## Begin
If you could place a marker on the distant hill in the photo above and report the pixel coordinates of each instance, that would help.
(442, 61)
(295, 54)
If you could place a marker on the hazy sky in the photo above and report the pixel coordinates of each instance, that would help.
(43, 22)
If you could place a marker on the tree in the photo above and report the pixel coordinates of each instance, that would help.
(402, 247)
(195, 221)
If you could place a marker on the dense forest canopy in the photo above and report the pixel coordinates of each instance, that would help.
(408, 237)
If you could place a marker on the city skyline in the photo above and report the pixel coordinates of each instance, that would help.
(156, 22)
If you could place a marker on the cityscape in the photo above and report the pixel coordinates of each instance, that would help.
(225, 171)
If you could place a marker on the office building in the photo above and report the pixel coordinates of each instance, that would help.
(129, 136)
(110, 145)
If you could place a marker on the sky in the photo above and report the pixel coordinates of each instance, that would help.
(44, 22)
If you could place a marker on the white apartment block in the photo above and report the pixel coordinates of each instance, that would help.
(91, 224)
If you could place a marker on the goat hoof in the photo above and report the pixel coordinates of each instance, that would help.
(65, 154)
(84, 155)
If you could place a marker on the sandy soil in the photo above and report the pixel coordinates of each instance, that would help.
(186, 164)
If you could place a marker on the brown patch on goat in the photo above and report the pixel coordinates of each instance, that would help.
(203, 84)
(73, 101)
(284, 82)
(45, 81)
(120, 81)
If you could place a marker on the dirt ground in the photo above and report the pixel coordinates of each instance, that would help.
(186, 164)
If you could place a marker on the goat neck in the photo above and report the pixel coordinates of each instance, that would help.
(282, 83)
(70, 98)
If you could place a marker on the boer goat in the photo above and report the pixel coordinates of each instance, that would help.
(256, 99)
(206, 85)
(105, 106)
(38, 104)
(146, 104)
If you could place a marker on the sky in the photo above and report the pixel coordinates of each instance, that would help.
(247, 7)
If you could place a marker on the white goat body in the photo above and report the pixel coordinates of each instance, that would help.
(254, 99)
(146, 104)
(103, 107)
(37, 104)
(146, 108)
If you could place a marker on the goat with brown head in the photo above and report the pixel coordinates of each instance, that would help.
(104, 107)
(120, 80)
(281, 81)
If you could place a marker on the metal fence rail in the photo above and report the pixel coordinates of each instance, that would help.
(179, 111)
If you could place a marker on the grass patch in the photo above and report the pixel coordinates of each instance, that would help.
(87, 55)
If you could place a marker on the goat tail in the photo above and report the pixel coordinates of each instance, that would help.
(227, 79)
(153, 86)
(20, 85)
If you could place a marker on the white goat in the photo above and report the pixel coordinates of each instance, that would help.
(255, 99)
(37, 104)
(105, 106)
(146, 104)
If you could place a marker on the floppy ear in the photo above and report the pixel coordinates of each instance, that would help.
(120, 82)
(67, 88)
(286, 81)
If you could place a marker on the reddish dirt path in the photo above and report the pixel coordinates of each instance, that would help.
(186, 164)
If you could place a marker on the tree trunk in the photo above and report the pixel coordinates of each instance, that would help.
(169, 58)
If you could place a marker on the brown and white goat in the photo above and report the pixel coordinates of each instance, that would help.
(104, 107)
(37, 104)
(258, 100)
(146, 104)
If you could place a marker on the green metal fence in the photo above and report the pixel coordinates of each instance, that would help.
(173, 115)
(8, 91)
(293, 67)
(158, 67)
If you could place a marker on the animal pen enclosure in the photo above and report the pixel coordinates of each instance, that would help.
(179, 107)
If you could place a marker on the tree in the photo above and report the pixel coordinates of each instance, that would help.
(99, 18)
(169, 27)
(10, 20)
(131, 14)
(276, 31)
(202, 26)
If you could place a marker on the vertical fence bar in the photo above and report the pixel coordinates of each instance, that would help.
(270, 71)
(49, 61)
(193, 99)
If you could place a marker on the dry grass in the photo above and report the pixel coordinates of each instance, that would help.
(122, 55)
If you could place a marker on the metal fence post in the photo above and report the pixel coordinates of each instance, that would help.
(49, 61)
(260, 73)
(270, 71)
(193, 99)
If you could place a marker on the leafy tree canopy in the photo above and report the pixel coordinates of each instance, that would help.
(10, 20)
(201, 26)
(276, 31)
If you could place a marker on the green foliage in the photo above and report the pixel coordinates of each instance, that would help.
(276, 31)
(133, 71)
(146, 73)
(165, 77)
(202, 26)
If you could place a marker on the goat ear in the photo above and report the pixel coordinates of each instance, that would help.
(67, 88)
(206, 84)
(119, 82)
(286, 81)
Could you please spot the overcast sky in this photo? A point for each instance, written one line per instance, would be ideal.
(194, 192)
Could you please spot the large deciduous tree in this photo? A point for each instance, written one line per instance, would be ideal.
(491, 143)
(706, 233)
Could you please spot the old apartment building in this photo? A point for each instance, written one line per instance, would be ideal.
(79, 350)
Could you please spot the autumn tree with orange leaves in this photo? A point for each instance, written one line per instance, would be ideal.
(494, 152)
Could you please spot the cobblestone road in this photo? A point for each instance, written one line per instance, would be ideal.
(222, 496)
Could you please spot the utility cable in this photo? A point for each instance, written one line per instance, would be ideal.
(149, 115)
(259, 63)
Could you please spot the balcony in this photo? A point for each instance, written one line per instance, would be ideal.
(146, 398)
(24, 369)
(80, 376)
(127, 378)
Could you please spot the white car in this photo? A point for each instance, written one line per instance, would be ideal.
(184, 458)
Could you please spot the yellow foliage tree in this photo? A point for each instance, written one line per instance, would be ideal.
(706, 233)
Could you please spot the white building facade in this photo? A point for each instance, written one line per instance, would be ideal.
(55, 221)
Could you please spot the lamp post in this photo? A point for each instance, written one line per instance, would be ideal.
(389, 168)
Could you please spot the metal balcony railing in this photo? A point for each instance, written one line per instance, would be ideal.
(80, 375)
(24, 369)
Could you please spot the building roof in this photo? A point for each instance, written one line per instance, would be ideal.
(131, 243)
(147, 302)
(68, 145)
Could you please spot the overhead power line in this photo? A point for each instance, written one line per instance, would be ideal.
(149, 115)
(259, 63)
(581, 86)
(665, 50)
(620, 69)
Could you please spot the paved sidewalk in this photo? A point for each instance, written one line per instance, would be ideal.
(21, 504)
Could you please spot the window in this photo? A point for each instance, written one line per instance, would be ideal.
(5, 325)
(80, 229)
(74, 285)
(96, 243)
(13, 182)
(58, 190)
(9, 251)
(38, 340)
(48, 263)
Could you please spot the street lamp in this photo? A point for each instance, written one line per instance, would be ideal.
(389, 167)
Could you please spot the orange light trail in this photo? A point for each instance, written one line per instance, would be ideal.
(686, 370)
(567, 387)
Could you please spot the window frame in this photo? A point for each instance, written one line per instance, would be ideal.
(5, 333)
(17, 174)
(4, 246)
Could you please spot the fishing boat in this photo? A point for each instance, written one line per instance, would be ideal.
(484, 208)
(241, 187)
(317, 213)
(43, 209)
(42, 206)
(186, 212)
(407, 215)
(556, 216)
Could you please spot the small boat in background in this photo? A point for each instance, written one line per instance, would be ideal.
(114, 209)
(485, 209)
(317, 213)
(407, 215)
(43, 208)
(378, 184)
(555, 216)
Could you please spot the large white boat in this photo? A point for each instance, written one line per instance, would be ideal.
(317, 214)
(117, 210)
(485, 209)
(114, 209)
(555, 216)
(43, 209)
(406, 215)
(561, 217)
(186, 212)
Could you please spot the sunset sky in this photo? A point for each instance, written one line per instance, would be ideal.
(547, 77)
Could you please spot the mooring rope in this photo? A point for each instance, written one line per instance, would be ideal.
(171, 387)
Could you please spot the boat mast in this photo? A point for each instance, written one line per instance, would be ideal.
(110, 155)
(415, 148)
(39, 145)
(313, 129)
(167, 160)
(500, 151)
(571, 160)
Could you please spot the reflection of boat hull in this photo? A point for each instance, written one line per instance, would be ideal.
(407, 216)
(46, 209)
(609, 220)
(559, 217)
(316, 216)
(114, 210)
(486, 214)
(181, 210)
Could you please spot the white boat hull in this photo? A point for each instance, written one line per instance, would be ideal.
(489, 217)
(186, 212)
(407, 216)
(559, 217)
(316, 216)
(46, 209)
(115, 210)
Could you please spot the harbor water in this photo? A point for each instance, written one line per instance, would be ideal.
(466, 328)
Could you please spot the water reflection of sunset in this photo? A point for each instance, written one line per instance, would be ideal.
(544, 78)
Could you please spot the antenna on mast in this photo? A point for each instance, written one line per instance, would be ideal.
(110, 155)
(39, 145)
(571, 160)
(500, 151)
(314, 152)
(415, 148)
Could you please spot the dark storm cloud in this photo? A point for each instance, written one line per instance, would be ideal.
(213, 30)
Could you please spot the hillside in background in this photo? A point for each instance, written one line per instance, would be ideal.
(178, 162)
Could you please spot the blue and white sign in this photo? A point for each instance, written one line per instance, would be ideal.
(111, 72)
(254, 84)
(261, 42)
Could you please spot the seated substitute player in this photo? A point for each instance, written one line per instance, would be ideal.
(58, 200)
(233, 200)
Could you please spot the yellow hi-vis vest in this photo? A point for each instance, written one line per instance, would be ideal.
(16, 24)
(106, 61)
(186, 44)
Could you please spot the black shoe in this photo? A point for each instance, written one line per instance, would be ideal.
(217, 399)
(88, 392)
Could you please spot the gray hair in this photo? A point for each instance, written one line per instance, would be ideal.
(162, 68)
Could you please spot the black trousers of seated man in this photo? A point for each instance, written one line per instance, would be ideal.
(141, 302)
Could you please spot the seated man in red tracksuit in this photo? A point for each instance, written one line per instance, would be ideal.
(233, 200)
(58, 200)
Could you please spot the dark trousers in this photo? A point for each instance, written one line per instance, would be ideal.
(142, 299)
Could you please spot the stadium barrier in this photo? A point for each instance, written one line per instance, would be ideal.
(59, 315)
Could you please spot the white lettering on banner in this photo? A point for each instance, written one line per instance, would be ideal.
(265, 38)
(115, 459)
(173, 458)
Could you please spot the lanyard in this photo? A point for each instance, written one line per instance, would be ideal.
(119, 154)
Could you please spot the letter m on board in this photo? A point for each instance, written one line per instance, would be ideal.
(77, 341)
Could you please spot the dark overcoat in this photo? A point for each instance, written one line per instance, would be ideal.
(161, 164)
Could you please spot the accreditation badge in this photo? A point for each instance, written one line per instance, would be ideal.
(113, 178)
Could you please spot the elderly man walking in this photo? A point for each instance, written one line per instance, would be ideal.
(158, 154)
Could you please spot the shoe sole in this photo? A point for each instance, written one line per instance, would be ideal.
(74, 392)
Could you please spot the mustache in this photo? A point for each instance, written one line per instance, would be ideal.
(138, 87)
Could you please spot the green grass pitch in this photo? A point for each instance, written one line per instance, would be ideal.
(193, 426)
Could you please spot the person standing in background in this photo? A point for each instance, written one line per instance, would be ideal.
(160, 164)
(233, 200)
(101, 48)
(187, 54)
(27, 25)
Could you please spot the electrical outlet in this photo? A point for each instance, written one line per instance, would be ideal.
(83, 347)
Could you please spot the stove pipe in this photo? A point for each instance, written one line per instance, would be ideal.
## End
DIRECTIVE
In the entries above, find the line containing "Could you please spot the green". Set down that line and every line after it through the last one, exactly and alone.

RESULT FOR THIS EXERCISE
Could you please spot the green grass pitch in this photo? A point for each instance, written one line per instance, would be ideal.
(193, 426)
Could you please spot the person standing in background in this photo? A point for each instance, written one line per instance, would be ideal.
(160, 164)
(233, 200)
(101, 48)
(187, 54)
(27, 25)
Could you please spot the electrical outlet in this photo? A point for each instance, written one line per instance, would be ideal.
(83, 347)
Could you please spot the stove pipe in this photo? A point for each instance, written one line per instance, would be ideal.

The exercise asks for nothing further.